Referring expression pointing data:
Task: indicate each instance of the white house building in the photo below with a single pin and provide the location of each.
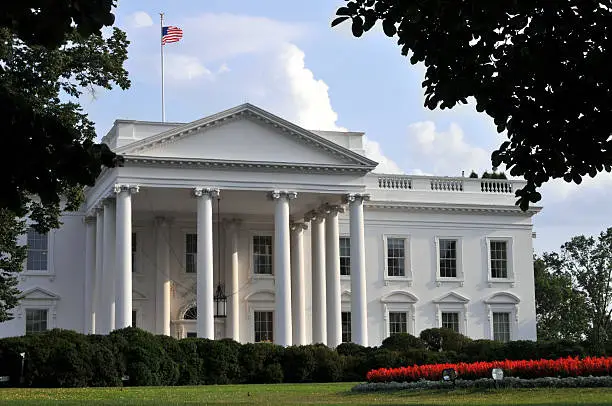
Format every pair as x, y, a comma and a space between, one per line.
307, 243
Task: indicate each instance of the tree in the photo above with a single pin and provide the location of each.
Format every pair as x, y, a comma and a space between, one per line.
556, 298
539, 68
51, 52
588, 261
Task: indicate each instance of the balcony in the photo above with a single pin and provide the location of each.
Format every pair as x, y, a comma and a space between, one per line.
440, 189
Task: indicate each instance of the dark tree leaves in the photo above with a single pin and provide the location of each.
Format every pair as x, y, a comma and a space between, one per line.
539, 68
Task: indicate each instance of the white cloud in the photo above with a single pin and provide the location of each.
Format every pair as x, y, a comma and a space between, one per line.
140, 19
444, 152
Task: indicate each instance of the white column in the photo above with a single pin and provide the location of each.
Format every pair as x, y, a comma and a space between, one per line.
319, 301
205, 266
90, 274
332, 268
282, 267
233, 295
359, 311
298, 290
107, 299
98, 291
123, 252
162, 297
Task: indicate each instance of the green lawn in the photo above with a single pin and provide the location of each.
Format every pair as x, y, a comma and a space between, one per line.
300, 394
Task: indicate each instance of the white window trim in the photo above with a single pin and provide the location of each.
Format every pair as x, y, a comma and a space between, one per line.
184, 232
511, 279
407, 260
507, 303
406, 304
252, 274
460, 278
50, 272
344, 277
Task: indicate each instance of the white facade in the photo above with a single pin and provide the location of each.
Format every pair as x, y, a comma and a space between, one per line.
264, 207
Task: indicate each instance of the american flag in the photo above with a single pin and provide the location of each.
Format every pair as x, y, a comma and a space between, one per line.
171, 34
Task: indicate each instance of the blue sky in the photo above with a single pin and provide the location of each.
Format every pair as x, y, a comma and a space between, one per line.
284, 57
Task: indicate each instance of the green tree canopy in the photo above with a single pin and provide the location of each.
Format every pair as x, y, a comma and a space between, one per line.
539, 68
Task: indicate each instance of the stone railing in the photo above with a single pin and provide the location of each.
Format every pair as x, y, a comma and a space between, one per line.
446, 184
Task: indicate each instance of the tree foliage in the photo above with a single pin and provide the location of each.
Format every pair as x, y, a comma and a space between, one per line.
539, 68
588, 262
556, 298
51, 52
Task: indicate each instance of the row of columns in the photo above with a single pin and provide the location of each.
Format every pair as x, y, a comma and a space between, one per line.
108, 258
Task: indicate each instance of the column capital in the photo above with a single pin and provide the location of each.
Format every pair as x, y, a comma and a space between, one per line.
298, 227
232, 224
332, 209
356, 197
205, 192
122, 187
281, 194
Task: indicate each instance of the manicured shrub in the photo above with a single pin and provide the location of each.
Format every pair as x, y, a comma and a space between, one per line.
443, 339
402, 342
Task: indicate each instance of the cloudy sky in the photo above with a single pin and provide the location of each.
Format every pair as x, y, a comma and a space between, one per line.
284, 57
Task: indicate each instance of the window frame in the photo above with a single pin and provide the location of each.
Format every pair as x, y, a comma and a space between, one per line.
259, 233
511, 277
407, 278
344, 277
460, 276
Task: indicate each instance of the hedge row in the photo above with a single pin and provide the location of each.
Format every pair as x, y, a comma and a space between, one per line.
61, 358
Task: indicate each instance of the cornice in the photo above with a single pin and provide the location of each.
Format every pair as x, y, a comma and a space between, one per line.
256, 114
242, 165
450, 207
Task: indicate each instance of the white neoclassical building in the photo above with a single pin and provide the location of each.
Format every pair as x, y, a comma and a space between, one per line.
291, 226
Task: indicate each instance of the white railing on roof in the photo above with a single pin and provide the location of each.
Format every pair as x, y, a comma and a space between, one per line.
447, 184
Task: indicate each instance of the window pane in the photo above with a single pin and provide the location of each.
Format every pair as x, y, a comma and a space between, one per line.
36, 320
448, 258
499, 259
346, 327
262, 254
398, 322
451, 321
501, 327
345, 256
263, 326
396, 257
37, 250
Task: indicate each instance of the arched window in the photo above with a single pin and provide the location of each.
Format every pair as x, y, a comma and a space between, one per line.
191, 313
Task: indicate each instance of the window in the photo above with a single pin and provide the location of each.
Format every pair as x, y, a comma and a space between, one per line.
398, 323
262, 254
38, 245
191, 251
499, 259
448, 258
134, 250
345, 256
263, 326
396, 257
346, 327
501, 327
450, 321
36, 320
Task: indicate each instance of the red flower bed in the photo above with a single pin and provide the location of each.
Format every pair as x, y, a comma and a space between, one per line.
562, 367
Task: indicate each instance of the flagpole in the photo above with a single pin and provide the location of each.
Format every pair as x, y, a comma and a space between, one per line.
161, 46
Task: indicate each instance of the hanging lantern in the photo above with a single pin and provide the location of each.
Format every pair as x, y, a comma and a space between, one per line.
220, 302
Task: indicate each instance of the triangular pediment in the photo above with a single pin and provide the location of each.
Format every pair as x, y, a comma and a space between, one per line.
39, 294
246, 134
452, 297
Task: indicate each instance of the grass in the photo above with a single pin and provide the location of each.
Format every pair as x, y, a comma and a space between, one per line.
299, 394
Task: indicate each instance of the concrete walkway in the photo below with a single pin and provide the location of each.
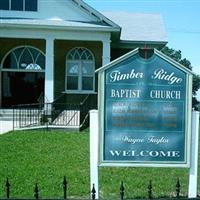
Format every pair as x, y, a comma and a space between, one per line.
5, 126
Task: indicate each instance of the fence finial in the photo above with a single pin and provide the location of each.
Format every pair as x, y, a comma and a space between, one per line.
36, 192
122, 190
150, 190
65, 187
178, 188
93, 192
7, 188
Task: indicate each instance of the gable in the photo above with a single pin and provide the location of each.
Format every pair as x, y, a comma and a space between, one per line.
61, 10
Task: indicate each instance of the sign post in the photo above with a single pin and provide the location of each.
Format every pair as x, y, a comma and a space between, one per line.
94, 125
192, 192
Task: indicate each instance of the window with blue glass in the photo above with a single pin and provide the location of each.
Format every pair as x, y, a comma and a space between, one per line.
19, 5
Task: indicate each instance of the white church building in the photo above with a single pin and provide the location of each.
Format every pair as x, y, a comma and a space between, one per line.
49, 50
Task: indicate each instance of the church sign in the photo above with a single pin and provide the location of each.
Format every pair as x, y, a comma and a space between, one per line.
145, 111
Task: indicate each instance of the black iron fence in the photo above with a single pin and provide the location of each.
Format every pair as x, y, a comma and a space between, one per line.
121, 192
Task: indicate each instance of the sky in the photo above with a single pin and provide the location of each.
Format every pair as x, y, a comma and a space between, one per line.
181, 19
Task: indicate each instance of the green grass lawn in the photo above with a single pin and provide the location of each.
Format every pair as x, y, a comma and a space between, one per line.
44, 157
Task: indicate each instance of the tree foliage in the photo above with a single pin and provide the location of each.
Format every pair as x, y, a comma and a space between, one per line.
177, 56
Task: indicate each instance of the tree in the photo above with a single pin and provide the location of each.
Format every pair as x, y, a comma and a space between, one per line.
176, 55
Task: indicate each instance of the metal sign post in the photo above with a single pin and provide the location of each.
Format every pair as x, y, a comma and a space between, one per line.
94, 129
192, 191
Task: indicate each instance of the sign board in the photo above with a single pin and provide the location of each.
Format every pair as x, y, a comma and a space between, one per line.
145, 112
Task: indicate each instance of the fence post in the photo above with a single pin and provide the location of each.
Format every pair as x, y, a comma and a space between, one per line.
192, 191
65, 188
94, 132
36, 192
93, 192
7, 188
150, 190
178, 187
122, 191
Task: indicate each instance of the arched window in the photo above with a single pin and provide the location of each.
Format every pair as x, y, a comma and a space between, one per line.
80, 67
24, 58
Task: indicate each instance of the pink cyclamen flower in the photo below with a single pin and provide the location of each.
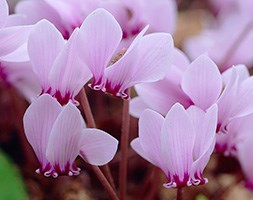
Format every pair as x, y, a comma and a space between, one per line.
245, 158
198, 83
181, 143
56, 63
58, 135
146, 60
15, 68
133, 16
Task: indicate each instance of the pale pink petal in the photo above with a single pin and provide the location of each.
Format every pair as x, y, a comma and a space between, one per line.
162, 95
150, 125
64, 141
177, 142
35, 11
148, 61
180, 59
97, 146
205, 124
44, 44
4, 12
69, 74
38, 122
137, 106
12, 38
245, 159
100, 35
167, 10
202, 82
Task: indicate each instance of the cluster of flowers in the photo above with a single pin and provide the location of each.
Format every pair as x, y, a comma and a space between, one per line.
185, 109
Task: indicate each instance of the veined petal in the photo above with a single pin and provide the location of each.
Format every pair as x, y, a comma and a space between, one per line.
64, 141
148, 61
202, 82
245, 159
12, 38
162, 95
44, 44
177, 141
150, 125
100, 35
69, 74
205, 124
97, 146
38, 122
137, 106
4, 12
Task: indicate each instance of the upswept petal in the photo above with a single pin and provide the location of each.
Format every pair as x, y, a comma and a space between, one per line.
4, 12
68, 74
64, 141
12, 38
202, 82
245, 158
97, 146
228, 98
162, 95
177, 141
205, 124
137, 106
150, 126
38, 122
44, 44
148, 61
100, 35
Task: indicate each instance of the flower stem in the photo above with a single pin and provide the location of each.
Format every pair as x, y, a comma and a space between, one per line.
124, 147
180, 193
91, 124
105, 183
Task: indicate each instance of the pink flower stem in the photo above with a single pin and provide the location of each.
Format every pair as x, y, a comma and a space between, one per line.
124, 148
19, 107
180, 193
91, 124
105, 183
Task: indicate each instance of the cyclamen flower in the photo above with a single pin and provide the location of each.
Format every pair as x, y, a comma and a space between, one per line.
181, 143
198, 83
133, 16
56, 63
58, 135
146, 60
15, 68
245, 158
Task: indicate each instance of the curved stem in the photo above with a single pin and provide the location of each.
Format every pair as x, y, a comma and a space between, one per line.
124, 147
105, 183
91, 124
180, 193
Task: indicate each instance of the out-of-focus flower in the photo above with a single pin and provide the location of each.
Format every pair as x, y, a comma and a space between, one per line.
146, 60
15, 68
181, 143
227, 42
58, 135
133, 16
56, 63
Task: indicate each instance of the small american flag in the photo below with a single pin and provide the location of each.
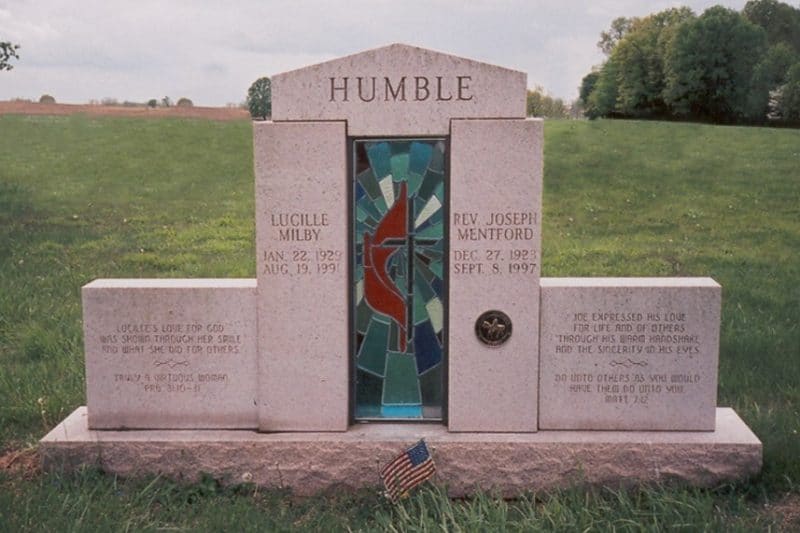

_About this task_
Among the records, find each line where the word "railing" occurs, and copy it.

_Solution_
Task: indicate each instance of the stone railing in the photo above with a single pin and provide the location of each.
Task: indicate each instance of the white railing on roof in the photo above with a single pin and provide the location of each.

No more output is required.